Segment Open

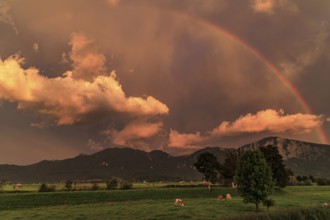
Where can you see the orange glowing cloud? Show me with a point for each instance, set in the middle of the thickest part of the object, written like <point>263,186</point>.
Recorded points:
<point>136,130</point>
<point>177,140</point>
<point>88,62</point>
<point>68,99</point>
<point>268,121</point>
<point>269,6</point>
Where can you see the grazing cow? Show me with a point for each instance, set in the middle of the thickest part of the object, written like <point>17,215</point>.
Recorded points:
<point>17,186</point>
<point>178,202</point>
<point>220,198</point>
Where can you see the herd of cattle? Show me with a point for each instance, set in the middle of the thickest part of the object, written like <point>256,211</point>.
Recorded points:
<point>179,201</point>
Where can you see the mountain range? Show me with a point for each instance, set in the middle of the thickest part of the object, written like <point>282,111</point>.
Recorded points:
<point>303,158</point>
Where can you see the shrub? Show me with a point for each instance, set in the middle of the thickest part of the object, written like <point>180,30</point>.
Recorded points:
<point>95,187</point>
<point>68,185</point>
<point>126,185</point>
<point>112,184</point>
<point>269,203</point>
<point>46,188</point>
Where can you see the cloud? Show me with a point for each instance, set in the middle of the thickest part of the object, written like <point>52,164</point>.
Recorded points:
<point>271,121</point>
<point>35,47</point>
<point>135,131</point>
<point>269,6</point>
<point>179,140</point>
<point>266,121</point>
<point>95,146</point>
<point>68,99</point>
<point>88,63</point>
<point>309,54</point>
<point>6,17</point>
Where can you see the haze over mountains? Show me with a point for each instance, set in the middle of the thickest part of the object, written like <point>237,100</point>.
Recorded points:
<point>302,158</point>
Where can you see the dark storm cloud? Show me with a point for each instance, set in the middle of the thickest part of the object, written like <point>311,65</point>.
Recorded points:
<point>171,51</point>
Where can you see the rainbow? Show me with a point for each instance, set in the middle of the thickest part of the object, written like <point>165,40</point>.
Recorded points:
<point>231,37</point>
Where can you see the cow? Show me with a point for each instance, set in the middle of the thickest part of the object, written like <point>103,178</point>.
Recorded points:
<point>220,198</point>
<point>178,202</point>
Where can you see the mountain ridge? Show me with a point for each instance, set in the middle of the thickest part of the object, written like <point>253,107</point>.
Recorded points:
<point>303,158</point>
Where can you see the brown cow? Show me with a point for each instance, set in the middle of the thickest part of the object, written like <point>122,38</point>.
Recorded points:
<point>178,202</point>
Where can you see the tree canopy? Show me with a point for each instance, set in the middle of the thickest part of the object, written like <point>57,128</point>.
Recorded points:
<point>275,161</point>
<point>254,178</point>
<point>208,165</point>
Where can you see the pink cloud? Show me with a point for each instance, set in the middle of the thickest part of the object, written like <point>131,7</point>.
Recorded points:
<point>269,6</point>
<point>88,62</point>
<point>269,121</point>
<point>74,97</point>
<point>179,140</point>
<point>136,130</point>
<point>266,121</point>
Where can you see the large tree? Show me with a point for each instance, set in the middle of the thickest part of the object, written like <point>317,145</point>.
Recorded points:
<point>229,167</point>
<point>254,178</point>
<point>275,161</point>
<point>208,165</point>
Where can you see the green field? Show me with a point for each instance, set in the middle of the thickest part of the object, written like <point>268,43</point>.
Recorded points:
<point>150,202</point>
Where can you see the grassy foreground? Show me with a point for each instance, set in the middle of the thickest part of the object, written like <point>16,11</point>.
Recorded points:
<point>154,203</point>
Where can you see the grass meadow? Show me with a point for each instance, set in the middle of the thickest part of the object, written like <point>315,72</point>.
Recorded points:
<point>149,201</point>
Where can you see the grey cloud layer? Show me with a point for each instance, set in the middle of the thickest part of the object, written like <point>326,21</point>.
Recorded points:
<point>166,57</point>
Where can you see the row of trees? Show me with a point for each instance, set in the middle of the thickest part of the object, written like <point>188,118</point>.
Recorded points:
<point>255,171</point>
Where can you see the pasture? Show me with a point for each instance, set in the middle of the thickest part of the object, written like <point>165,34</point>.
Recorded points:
<point>151,202</point>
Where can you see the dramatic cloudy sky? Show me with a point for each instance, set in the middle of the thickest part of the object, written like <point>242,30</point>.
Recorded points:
<point>81,76</point>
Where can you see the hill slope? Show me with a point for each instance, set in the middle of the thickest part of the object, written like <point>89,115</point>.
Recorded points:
<point>302,158</point>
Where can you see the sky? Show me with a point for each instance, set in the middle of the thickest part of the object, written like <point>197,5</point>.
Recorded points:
<point>77,77</point>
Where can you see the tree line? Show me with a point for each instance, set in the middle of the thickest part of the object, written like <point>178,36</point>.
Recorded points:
<point>255,172</point>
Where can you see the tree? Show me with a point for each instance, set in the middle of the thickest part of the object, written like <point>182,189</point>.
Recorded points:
<point>208,165</point>
<point>254,178</point>
<point>229,167</point>
<point>68,185</point>
<point>112,184</point>
<point>275,161</point>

Segment Closed

● **Exercise details**
Write out the whole listing exactly. Do not include the pictures.

● **Solution**
Where can you see the orange glowing cloud? Show me with a point for each instance, set in the middle of the thickest part of the object, written like <point>263,186</point>.
Recorded points:
<point>136,130</point>
<point>177,140</point>
<point>88,62</point>
<point>68,99</point>
<point>268,121</point>
<point>269,6</point>
Where can you see the grazing cow? Show me with a point for each instance, set in the middle of the thickest part of the object, written like <point>17,215</point>.
Recorded points:
<point>17,186</point>
<point>178,202</point>
<point>220,198</point>
Where can you see the herd of cattle? Show me with a point for each instance, set in the middle of the thickest part of the object, written like <point>256,211</point>.
Recorded points:
<point>179,201</point>
Where can you see the mountain range? Show me with a point for each instance, set in the middle of the thickest part of the object, written like <point>282,111</point>.
Recorded points:
<point>303,158</point>
Where can you see the shrub? Show me with a point for each instance, set in the middle of the thickest part of the object, written like <point>180,30</point>.
Recorded points:
<point>95,187</point>
<point>68,185</point>
<point>126,185</point>
<point>112,184</point>
<point>269,203</point>
<point>46,188</point>
Where can you see the cloud? Show me with a point for each instance, set in the middle of the thickest part of the object, written like <point>52,164</point>.
Recorded points:
<point>271,121</point>
<point>35,47</point>
<point>135,131</point>
<point>269,6</point>
<point>179,140</point>
<point>266,121</point>
<point>95,146</point>
<point>68,99</point>
<point>88,63</point>
<point>309,54</point>
<point>6,17</point>
Where can you see the haze over mountains? Show me with a point for each instance, set in the middle of the thickest part of the object, written like <point>237,100</point>.
Recorded points:
<point>302,158</point>
Where can you see the dark storm cloud? Show me with a point for each instance, set in the middle of the thickest part of the object, written like <point>311,65</point>.
Recorded points:
<point>171,51</point>
Where can you see the rainbow? Show me with a point for each instance, set in the middle of the thickest part of the object, written like <point>165,40</point>.
Recorded points:
<point>231,37</point>
Where can you see the cow? Show me with a point for each instance, set in the middle of the thickest part of the object, written like <point>103,178</point>.
Recorded points:
<point>220,198</point>
<point>178,202</point>
Where can you see the mountain ridge? Show me with a point for each instance, set in the middle of the thickest part of the object, written like <point>253,107</point>.
Recorded points:
<point>303,158</point>
Where can you see the brown cow? Show me with a point for each instance, set in the middle of the thickest part of the object, written like <point>122,38</point>.
Recorded points:
<point>178,202</point>
Where can you see the tree canopy? Show me with a point for each instance, set in the middle of the thickest part of the object, written like <point>57,128</point>.
Recorded points:
<point>275,161</point>
<point>254,178</point>
<point>208,165</point>
Where can you see the pink cloud? Show me with a point for each instance, set in the middle of the thickest part of the object, written like <point>131,7</point>.
Recorded points:
<point>269,6</point>
<point>88,62</point>
<point>269,121</point>
<point>74,97</point>
<point>179,140</point>
<point>136,130</point>
<point>266,121</point>
Where can you see the large tree? Show me with a point for each instance, set in the middle of the thickest part of the object, written like <point>317,145</point>.
Recorded points:
<point>229,167</point>
<point>254,178</point>
<point>275,161</point>
<point>208,165</point>
Where can you see the green field? Show me with a point for each instance, set in the middle of the thickest part of the object, written like <point>268,43</point>.
Recorded points:
<point>150,202</point>
Where can you see the grassy foreground? Show me with a point for each instance, set in the middle of the thickest part of the object, written like <point>16,11</point>.
Recorded points:
<point>154,203</point>
Where can you see the grass meadow? Show me with a point for each instance, set in the middle of the thickest part of the object, written like <point>315,72</point>.
Recorded points:
<point>149,201</point>
Where can you see the grey cloud layer? Show me with a point for each instance, set in the middle of the thickest part of the object, written like <point>326,21</point>.
Recorded points:
<point>166,57</point>
Where can you see the row of trees? Show me with a point for each instance, set in the middle of the thickest part of the object, written like <point>188,118</point>.
Recorded points:
<point>255,171</point>
Where can you see the pasture? Show me with a point for each instance, set in the middle of the thickest part of the object, written like <point>165,34</point>.
Recorded points:
<point>151,202</point>
Where can you see the dramatic cloudy sky? Show me with a point for each instance, set in the middle of the thickest part of the object, written like <point>242,30</point>.
Recorded points:
<point>81,76</point>
Where can you see the hill slope? Show me with a point for each instance, set in the middle of the thickest part of the object, written like <point>89,115</point>.
Recorded points:
<point>302,158</point>
Where can you see the sky? Show me with a point for each instance, set in the middle of the thickest part of the object, written like <point>197,5</point>.
Recorded points:
<point>77,77</point>
Where can you see the tree line? Show me with a point for each instance, set in the middle of the thickest part of the object, written like <point>178,36</point>.
Recorded points:
<point>255,172</point>
Where can you see the tree? Show me with a point for each instance, set in the middle of the thickest part of the object, written like <point>182,189</point>.
Recorded points:
<point>208,165</point>
<point>254,178</point>
<point>229,167</point>
<point>68,185</point>
<point>112,184</point>
<point>275,161</point>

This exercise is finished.